[Stored data entries]
......
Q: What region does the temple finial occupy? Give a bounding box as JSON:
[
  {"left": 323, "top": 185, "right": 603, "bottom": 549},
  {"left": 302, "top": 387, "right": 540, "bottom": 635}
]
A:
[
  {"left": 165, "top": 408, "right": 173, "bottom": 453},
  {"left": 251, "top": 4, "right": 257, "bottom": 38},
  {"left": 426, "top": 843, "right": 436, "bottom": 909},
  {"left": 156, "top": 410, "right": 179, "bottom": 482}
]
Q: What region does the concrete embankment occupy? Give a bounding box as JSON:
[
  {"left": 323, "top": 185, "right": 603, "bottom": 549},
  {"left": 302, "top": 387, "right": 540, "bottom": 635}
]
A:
......
Directions for this task - What is wanted is the full set of entries above, reproduced exactly.

Task solution -
Q: What region does the temple finial occupy? Give a bounding box as JSON:
[
  {"left": 323, "top": 185, "right": 603, "bottom": 549},
  {"left": 302, "top": 387, "right": 540, "bottom": 635}
]
A:
[
  {"left": 165, "top": 408, "right": 173, "bottom": 453},
  {"left": 251, "top": 4, "right": 257, "bottom": 38},
  {"left": 426, "top": 843, "right": 436, "bottom": 909},
  {"left": 156, "top": 410, "right": 179, "bottom": 482}
]
Q: What region does the concrete embankment occupy? Give a bounding box as JSON:
[
  {"left": 323, "top": 185, "right": 603, "bottom": 549},
  {"left": 302, "top": 387, "right": 540, "bottom": 635}
]
A:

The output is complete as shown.